### [STATED GOAL 1]
Answer these questions using the forum thread on time traveling in New Leaf:
(a) To which year does futons intend to change the clock?
(b) According to Blues, which years are represented in New Leaf?
(c) Which ordinance does futons report having set?
### [STATED GOAL 2]
Reproduce word for word the part of the New Leaf time-travel thread starting at "## futons (Aug 31, 2013)" and ending at "that year limit?".
--- START OF SOURCE DOCUMENT ---
# I am going to attempt a 39 Year Time Travel



## futons (Aug 30, 2013)

The actual idea of time traveling does not appeal to me, but since the year I intend to change my clock to, 1974, has the exact same calender as 2013, it doesn't feel as if I will be.

My problem though, is this is my first time playing an Animal Crossing game, and I will be going backwards nearly 4 decades, so I wanted to know what other experience people have had with time traveling backwards in New Leaf. I've read some stuff about what can happen, but it seems that lots of the negative stuff can be avoided by having the Keep Town Beautiful ordinance on (which I have set).

Is traveling this far backwards a good idea? Will there be any permanent changes that will be unchangeable? e.g., certain game features not working anymore? I would like to at least have some idea what I'm getting myself into before I take the big leap.


----------



## Mint (Aug 30, 2013)

Time travelling back in time doesn't usually cause much damage; it's when you go forward that you'll have more issues with weeds and such. You might still lose a villager though.


----------



## Swiftstream (Aug 30, 2013)

Your whole town will be filled with weeds, clovers, and dandylions

You will also get bedhead, and your villagers will complain about how you were gone for so long.


----------



## ben_nyc (Aug 30, 2013)

Keep Beautiful on; when you have nothing to lose, particularly keeping Villagers in your town, I don't think there are any major consequences besides some weeds.


----------



## Nicole (Aug 30, 2013)

I dunno, man. Your villagers might be running around in tye-dye shirts with the stick and leaf hanging out of their mouths. Nooks store might turn into a smoke shop.


----------



## kittenrobotarmy (Aug 30, 2013)

Nicole said:


> I dunno, man. Your villagers might be running around in tye-dye shirts with the stick and leaf hanging out of their mouths. Nooks store might turn into a smoke shop.



That just made me laugh.

TTing backwards has very little negative effects. TTing forward is the one that kills towns.


----------



## Blues (Aug 30, 2013)

Actually.... You won't be able to get to the year 1974. The years represented in New Leaf are 2012-2050. Also, no matter how far back you go, it always counts as one day (so I've heard).


----------



## futons (Aug 31, 2013)

Blues said:


> Actually.... You won't be able to get to the year 1974. The years represented in New Leaf are 2012-2050. Also, no matter how far back you go, it always counts as one day (so I've heard).



Ah, well that's a bummer, do you have quote proof somewhere of that year limit?

Thanks anyway, all.


----------



## Jinglefruit (Aug 31, 2013)

Actually I think you can go back that far.
--- END OF SOURCE DOCUMENT ---
--- START OF PROVIDED INFORMATION ---
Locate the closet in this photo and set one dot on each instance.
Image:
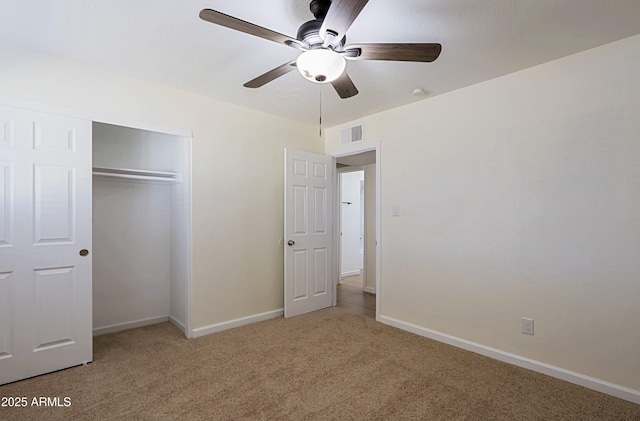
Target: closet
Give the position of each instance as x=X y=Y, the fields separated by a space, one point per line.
x=140 y=228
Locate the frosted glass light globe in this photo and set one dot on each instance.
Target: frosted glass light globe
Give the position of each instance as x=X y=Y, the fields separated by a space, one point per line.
x=321 y=66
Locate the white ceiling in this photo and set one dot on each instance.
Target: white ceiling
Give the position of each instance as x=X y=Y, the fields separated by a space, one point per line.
x=166 y=42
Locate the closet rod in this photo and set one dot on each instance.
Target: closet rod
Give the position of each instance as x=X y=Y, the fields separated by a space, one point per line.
x=134 y=174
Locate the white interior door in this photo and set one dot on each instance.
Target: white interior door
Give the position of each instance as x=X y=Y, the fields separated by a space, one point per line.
x=308 y=256
x=45 y=235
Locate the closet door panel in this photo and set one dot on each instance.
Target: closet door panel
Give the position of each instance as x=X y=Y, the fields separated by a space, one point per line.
x=45 y=221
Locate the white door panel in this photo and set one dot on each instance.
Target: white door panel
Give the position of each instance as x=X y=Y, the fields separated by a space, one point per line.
x=45 y=220
x=308 y=233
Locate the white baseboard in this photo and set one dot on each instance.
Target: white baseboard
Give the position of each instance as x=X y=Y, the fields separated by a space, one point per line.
x=350 y=273
x=230 y=324
x=177 y=324
x=593 y=383
x=129 y=325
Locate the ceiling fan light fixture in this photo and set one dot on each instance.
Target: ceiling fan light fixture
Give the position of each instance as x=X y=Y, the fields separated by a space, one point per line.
x=321 y=65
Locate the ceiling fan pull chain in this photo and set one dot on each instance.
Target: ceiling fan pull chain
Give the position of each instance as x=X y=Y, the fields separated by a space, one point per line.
x=320 y=120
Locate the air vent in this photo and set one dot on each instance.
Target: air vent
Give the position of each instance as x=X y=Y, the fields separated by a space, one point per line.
x=351 y=135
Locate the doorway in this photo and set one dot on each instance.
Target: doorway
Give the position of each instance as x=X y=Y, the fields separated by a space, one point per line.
x=357 y=233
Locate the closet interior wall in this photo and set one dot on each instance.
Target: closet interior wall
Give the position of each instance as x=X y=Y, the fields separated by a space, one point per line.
x=139 y=253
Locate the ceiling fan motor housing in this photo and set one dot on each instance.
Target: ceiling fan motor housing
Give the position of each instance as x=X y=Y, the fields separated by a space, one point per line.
x=309 y=32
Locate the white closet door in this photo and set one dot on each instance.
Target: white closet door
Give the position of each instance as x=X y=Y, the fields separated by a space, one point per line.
x=308 y=256
x=45 y=235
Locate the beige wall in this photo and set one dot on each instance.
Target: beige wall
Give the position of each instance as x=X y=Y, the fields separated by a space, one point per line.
x=519 y=197
x=237 y=172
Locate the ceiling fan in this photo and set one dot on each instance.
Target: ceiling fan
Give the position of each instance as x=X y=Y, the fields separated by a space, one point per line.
x=323 y=45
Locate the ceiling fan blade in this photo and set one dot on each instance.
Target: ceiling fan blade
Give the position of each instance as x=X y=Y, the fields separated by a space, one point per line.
x=340 y=16
x=227 y=21
x=394 y=52
x=271 y=75
x=344 y=86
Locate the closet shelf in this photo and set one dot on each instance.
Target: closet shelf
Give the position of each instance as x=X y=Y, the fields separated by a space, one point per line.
x=134 y=174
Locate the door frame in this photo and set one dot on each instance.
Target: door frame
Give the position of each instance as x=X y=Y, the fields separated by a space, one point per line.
x=339 y=172
x=186 y=135
x=356 y=150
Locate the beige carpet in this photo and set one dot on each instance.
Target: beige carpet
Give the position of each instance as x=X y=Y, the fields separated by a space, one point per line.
x=327 y=365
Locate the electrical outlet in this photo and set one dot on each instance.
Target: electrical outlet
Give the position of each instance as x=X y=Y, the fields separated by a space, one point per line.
x=527 y=326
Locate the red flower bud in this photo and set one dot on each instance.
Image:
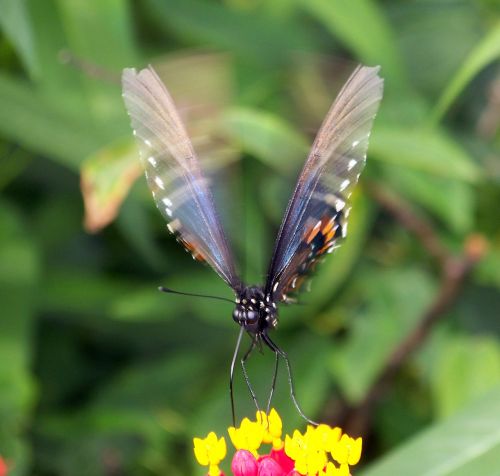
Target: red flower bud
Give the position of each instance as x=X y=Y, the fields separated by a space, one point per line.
x=282 y=459
x=244 y=464
x=269 y=467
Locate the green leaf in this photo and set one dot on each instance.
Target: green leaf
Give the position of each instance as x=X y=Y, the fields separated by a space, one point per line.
x=16 y=25
x=106 y=178
x=248 y=34
x=379 y=326
x=428 y=150
x=466 y=444
x=19 y=276
x=65 y=138
x=267 y=137
x=362 y=27
x=465 y=368
x=101 y=55
x=451 y=200
x=487 y=51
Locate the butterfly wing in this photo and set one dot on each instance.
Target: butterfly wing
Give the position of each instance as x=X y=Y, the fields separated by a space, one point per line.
x=173 y=173
x=317 y=213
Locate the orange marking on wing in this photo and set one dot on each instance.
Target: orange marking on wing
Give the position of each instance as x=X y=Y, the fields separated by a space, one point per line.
x=312 y=234
x=330 y=235
x=328 y=226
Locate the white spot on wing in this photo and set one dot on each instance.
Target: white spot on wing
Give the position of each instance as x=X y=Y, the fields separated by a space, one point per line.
x=339 y=204
x=159 y=182
x=174 y=225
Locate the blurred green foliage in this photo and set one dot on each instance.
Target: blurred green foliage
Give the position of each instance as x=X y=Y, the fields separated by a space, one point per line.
x=102 y=375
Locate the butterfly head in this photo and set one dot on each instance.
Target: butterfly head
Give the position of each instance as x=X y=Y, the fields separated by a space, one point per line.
x=255 y=311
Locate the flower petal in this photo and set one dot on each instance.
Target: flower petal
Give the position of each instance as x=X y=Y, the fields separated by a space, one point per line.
x=200 y=451
x=282 y=459
x=244 y=464
x=269 y=467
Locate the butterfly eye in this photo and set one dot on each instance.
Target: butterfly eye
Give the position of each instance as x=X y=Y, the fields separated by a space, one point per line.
x=252 y=316
x=237 y=315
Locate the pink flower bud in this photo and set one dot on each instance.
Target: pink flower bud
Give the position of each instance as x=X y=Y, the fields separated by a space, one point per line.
x=244 y=464
x=282 y=459
x=269 y=467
--- END OF PROVIDED INFORMATION ---
### [WORKED ANSWER 1]
(a) 1974
(b) 2012-2050
(c) The Keep Town Beautiful ordinance

### [WORKED ANSWER 2]
## futons (Aug 31, 2013)

Blues said:


> Actually.... You won't be able to get to the year 1974. The years represented in New Leaf are 2012-2050. Also, no matter how far back you go, it always counts as one day (so I've heard).



Ah, well that's a bummer, do you have quote proof somewhere of that year limit?